------ Raw records

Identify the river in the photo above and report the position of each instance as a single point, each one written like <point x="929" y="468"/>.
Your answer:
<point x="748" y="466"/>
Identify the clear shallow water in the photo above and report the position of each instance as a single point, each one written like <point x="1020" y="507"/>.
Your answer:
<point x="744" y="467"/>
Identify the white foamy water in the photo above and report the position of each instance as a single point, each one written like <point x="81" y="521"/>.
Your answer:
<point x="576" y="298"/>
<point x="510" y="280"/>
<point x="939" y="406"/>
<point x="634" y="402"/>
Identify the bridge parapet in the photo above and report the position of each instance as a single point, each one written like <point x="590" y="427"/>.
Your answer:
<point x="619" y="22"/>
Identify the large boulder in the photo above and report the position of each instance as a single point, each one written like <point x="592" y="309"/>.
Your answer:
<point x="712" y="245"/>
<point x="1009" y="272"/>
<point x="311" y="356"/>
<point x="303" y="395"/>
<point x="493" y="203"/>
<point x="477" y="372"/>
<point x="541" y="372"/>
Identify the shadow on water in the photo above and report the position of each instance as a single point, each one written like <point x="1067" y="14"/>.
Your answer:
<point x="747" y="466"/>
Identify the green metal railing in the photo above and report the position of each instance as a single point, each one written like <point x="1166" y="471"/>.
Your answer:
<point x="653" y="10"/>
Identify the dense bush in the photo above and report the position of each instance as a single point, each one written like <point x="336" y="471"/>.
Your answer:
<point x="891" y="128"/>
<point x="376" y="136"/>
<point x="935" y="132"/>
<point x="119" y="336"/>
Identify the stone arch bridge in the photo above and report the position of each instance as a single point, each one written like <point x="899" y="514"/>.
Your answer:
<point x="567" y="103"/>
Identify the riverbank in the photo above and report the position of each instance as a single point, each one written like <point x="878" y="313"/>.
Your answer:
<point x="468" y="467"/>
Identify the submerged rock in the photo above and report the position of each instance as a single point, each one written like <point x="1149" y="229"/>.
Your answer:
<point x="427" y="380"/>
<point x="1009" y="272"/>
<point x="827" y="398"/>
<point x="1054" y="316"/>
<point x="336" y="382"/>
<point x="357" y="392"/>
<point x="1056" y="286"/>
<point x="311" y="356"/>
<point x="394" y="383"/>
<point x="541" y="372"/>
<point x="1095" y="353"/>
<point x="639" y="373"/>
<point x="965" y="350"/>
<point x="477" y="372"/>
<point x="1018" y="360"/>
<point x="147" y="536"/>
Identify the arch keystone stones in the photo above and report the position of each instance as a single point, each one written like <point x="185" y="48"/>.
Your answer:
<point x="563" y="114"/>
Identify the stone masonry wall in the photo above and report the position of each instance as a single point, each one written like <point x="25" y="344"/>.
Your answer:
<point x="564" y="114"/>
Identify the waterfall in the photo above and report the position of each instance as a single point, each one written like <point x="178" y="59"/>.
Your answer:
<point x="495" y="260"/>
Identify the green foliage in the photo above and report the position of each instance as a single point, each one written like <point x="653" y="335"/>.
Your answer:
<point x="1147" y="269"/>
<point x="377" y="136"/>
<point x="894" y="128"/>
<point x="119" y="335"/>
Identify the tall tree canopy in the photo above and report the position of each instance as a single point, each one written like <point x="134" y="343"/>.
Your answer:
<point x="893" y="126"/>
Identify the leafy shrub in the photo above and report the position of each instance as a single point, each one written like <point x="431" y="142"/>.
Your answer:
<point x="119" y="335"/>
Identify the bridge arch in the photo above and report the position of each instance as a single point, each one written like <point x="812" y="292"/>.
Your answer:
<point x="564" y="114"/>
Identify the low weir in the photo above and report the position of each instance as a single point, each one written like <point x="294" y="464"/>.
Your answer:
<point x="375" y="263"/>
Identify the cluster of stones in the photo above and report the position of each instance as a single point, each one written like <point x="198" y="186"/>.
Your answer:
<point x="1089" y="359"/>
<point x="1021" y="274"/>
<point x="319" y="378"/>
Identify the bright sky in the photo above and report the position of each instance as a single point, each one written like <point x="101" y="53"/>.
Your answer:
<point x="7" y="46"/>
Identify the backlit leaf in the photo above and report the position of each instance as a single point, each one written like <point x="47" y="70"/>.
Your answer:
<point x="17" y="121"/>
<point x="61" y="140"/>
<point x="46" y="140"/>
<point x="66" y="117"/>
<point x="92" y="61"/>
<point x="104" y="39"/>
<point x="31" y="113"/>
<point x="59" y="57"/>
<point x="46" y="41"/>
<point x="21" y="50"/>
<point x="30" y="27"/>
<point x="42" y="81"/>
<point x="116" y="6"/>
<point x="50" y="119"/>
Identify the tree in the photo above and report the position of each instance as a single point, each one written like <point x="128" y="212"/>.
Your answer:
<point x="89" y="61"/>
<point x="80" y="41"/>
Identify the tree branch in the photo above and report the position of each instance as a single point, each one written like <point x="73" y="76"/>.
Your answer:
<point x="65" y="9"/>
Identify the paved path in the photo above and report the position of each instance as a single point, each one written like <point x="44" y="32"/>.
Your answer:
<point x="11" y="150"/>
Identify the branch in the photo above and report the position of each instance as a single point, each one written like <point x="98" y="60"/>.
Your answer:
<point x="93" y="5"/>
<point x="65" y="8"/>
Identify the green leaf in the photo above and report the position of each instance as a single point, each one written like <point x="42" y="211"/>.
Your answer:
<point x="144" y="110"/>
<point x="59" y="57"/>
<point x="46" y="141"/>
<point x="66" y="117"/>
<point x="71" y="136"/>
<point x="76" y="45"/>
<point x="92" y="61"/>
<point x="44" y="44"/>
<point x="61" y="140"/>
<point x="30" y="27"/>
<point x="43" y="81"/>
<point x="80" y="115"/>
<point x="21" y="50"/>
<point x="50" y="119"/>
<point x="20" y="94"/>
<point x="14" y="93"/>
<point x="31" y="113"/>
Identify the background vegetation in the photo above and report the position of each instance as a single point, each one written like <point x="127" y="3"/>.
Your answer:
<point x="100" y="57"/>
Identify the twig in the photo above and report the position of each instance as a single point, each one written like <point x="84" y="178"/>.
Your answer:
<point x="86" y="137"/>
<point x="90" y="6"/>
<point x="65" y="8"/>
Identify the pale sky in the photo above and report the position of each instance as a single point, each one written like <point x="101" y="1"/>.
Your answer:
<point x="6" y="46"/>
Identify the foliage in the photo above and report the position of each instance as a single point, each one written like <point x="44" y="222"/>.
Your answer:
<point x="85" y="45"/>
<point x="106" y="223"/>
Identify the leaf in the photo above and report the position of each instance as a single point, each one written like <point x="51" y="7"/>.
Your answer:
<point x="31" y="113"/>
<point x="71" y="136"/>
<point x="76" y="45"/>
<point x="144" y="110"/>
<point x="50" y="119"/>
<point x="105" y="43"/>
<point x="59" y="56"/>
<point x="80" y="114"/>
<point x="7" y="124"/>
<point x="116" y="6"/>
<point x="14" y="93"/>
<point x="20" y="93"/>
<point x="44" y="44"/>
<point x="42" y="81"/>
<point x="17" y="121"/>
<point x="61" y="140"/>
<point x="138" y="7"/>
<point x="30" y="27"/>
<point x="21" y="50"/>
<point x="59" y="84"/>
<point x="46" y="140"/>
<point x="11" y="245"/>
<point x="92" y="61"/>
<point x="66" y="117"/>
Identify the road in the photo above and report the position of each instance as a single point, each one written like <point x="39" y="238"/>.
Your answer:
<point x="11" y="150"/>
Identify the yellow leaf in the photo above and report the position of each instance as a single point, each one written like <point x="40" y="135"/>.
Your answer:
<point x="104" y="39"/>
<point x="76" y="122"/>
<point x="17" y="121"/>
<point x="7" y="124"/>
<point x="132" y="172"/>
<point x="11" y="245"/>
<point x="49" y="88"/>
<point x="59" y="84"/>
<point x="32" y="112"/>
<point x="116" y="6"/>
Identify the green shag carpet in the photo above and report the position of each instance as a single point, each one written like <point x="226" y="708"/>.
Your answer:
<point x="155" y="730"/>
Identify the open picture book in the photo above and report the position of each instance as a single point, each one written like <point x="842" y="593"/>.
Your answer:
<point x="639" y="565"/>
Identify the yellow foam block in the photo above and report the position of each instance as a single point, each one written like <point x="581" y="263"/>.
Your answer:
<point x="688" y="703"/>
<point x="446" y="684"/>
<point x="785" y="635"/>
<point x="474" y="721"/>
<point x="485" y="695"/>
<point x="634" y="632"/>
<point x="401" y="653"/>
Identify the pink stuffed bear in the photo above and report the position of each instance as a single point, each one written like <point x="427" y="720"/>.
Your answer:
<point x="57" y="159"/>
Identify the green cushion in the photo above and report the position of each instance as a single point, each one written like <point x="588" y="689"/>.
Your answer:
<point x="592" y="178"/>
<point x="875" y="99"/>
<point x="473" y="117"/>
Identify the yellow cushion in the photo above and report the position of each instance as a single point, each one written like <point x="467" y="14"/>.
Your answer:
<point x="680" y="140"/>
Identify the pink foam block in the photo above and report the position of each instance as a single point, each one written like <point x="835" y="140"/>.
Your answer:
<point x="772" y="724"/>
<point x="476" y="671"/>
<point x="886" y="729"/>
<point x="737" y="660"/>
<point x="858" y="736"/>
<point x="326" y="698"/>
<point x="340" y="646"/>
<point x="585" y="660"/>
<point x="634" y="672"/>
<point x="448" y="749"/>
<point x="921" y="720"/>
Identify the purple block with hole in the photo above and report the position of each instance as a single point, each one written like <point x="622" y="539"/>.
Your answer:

------------

• **Request**
From the line containing "Identify the pink foam" down to the final line of the data, write out every line exactly; both the first and last of these belong in your answer, and nothing else does.

• **Finished answer**
Identify the pink foam block in the photo above and report the position of each instance as a single point, each one written like <point x="835" y="140"/>.
Your answer:
<point x="772" y="724"/>
<point x="476" y="671"/>
<point x="886" y="729"/>
<point x="737" y="660"/>
<point x="858" y="736"/>
<point x="326" y="698"/>
<point x="340" y="646"/>
<point x="585" y="660"/>
<point x="634" y="672"/>
<point x="448" y="749"/>
<point x="921" y="720"/>
Identify the purple block with hole in the photo above and report the position of each instance as a single point, each one written like <point x="622" y="539"/>.
Your answer:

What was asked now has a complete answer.